● **What the exercise asks**:
All records that follow are to be output exactly.

[Referring expression data]
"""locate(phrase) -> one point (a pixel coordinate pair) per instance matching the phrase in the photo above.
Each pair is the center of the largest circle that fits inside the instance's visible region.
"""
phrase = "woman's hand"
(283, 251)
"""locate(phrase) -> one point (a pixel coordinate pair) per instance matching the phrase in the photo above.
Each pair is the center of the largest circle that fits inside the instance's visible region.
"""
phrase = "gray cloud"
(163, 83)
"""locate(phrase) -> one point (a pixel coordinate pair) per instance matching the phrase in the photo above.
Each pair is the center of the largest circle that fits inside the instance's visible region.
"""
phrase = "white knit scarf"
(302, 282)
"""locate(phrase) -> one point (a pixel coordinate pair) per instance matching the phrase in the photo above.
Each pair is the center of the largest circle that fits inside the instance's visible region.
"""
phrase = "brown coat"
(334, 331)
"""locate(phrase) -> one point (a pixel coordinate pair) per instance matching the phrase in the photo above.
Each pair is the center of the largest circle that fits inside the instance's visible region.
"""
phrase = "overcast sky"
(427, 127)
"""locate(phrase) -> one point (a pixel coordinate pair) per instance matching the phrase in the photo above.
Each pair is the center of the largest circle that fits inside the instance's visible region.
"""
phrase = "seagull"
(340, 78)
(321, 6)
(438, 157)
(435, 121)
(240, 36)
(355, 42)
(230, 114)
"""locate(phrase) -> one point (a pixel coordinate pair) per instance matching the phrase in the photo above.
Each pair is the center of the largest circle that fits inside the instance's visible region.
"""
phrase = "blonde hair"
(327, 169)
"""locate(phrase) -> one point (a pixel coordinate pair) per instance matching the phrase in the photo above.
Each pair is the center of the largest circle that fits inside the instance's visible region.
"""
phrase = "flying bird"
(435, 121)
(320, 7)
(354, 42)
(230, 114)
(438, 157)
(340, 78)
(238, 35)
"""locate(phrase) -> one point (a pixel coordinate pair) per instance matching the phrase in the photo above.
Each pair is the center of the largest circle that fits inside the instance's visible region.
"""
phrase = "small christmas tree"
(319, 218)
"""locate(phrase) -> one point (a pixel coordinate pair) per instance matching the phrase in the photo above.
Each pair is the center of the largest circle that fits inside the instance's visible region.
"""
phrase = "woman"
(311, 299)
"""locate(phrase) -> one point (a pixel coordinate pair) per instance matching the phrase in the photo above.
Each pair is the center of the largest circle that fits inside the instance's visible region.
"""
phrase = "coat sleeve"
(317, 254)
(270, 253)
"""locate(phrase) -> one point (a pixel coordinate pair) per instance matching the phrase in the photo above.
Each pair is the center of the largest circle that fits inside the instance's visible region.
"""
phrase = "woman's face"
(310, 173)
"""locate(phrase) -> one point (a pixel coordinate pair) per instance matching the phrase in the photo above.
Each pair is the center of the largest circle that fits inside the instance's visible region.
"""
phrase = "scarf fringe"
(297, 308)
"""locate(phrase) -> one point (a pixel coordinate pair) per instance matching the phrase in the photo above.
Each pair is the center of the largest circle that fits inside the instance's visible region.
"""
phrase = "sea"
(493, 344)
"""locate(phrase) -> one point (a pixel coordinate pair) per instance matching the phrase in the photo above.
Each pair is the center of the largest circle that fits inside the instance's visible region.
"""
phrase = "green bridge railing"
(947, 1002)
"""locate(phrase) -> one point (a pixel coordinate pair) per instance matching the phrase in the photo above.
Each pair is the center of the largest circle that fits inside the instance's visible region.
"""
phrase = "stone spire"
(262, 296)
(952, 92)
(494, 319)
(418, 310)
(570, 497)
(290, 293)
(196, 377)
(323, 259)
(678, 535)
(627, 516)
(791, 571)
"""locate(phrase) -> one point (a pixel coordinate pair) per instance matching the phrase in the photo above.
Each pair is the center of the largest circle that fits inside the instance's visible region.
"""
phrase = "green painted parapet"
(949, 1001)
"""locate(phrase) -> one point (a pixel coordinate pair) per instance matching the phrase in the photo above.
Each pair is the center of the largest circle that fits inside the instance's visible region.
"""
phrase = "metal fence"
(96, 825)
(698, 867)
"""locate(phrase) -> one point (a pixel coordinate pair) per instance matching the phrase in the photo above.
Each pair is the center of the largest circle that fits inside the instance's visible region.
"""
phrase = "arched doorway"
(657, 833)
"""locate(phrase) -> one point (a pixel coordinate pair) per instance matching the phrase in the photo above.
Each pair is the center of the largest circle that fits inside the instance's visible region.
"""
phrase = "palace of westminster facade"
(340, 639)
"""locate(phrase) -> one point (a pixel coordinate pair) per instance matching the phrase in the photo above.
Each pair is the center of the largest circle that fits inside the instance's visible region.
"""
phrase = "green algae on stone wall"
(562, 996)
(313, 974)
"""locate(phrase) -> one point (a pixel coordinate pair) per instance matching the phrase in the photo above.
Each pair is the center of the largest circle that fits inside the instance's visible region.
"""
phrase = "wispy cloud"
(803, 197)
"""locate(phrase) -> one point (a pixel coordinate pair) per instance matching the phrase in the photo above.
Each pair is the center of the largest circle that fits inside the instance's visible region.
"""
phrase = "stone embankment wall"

● **Response box**:
"""locate(phrase) -> one point (a pixel coordinate pair) per instance matching the phrase in the photo above.
Each pair is the center of the largest circle that fits inside the instance's visible region.
"""
phrase = "woman's hand"
(283, 251)
"""locate(phrase) -> one point (a pixel coordinate pair) per instance matching the phrase in the photo above.
Each pair is the center of the largest circle that fits inside the instance's visible region.
"""
phrase = "gray cloud"
(163, 83)
"""locate(phrase) -> one point (a pixel coordinate pair) per instance matching the phrase in the photo above.
Each pair is the center of the largest circle that fits inside the instance's visible region.
"""
phrase = "white knit scarf"
(302, 282)
"""locate(phrase) -> one point (a pixel coordinate pair) per instance matching the phrase in the photo above.
Each pair is the center of the largest circle that fits inside the instance's visible region.
"""
phrase = "brown coat"
(334, 331)
"""locate(phrase) -> one point (a pixel coordinate pair) per instance matching the phrase in the photo above.
Each pair is the center of the largest circle that fits inside the instance's visible region.
"""
phrase = "overcast sky"
(427, 127)
"""locate(phrase) -> one point (a pixel coordinate pair) per instance matching the phrase in the photo above.
Each pair is the center of the largest circle that fits inside the instance's visible region.
"""
phrase = "seagull"
(340, 78)
(321, 6)
(438, 157)
(435, 121)
(240, 36)
(355, 42)
(230, 114)
"""locate(phrase) -> one point (a pixel coordinate pair) per instance matching the phrase in the photo above.
Each pair is the center of the largest circle that fits inside the instance's visible region.
"""
phrase = "blonde hair"
(327, 169)
"""locate(phrase) -> one point (a pixel coordinate pair) per instance matching the phrase in the photo above.
Each pair is the center of the largest circle that fits inside the instance's visible region.
"""
phrase = "flying bird"
(435, 121)
(320, 7)
(354, 42)
(230, 114)
(438, 157)
(340, 78)
(238, 35)
"""locate(phrase) -> one point (a pixel coordinate pair) per instance matching the phrase in the photo above.
Each pair is the center of the largest circle that fits inside the instance's visible region.
"""
phrase = "small christmas tree"
(319, 218)
"""locate(phrase) -> one point (a pixel coordinate pair) per instance matching the phrase in the photo above.
Each pair is the center of the largest circle that fits inside the instance's visible region.
"""
phrase = "woman"
(311, 299)
"""locate(phrase) -> one point (a pixel coordinate pair) per instance matching the phrase in the photo above.
Each pair is the center of the largest circle that fits inside the instance's visible region.
"""
phrase = "coat sleeve"
(317, 254)
(270, 253)
"""locate(phrase) -> one point (a pixel coordinate pair) per instance matching the phrase in the photo above.
Each pair is the center of the largest circle that fits inside the instance's visible region.
"""
phrase = "woman's face"
(310, 173)
"""locate(phrase) -> one point (a pixel coordinate pair) per instance matching the phrase in the photo above.
Each pair is the center of the largest circle that fits inside the instance's visible region.
"""
phrase = "scarf fringe"
(297, 308)
"""locate(phrase) -> one point (a pixel coordinate pair) per instance matching the phrase in the photo above.
Each pair is the center of the largest circle that fits inside the instance's visible region.
"""
phrase = "sea"
(493, 344)
"""locate(phrase) -> one point (a pixel coordinate pair) per instance matching the phrase in the photo above.
Each pair is the center of the largest circle that fits inside the instance's visible region.
"""
phrase = "green bridge railing"
(947, 1002)
"""locate(phrase) -> one point (a pixel coordinate pair) per instance matching the phrase in the photo above.
Each pair is the center of the largest circle that fits inside the instance's visible region.
"""
phrase = "stone spire"
(262, 296)
(952, 92)
(494, 319)
(418, 310)
(570, 497)
(290, 293)
(196, 377)
(323, 259)
(678, 535)
(627, 516)
(791, 571)
"""locate(phrase) -> one point (a pixel coordinate pair) per instance matching the phrase in the photo above.
Each pair is the center of the largest circle that fits inside the instance's visible region.
"""
phrase = "green painted parapet"
(949, 1001)
"""locate(phrase) -> one point (a pixel coordinate pair) per instance matching the phrase in the photo above.
Each pair is the center of the largest circle that fits inside the instance's visible region.
"""
phrase = "metal fence"
(96, 825)
(698, 867)
"""locate(phrase) -> one point (a pixel coordinate pair) per instance matching the phrase in the photo above.
Each pair is the center of the largest circle that fits inside the instance's visible region.
"""
phrase = "arched doorway"
(657, 833)
"""locate(phrase) -> one point (a pixel coordinate pair) per instance matching the phrase in the photo above.
Each pair is the center of the largest circle that fits inside the instance's visible region.
"""
phrase = "palace of westminster facade"
(340, 639)
"""locate(phrase) -> one point (a pixel coordinate pair) per instance matching the phrase in the photo above.
Each pair is the center of the largest circle that fits inside the instance's visible region.
"""
phrase = "green algae on stone wall"
(562, 996)
(313, 974)
"""locate(phrase) -> one point (a pixel coordinate pair) per instance matching the phrase in the photo above.
Each pair is the center of the largest circle that fits inside the instance's visible region.
"""
phrase = "wispy cloud"
(803, 197)
"""locate(phrase) -> one point (a pixel coordinate pair) per instance matching the phrase in the photo above.
Each pair is the center of the largest circle that fits inside the instance's visible region.
"""
phrase = "stone embankment wall"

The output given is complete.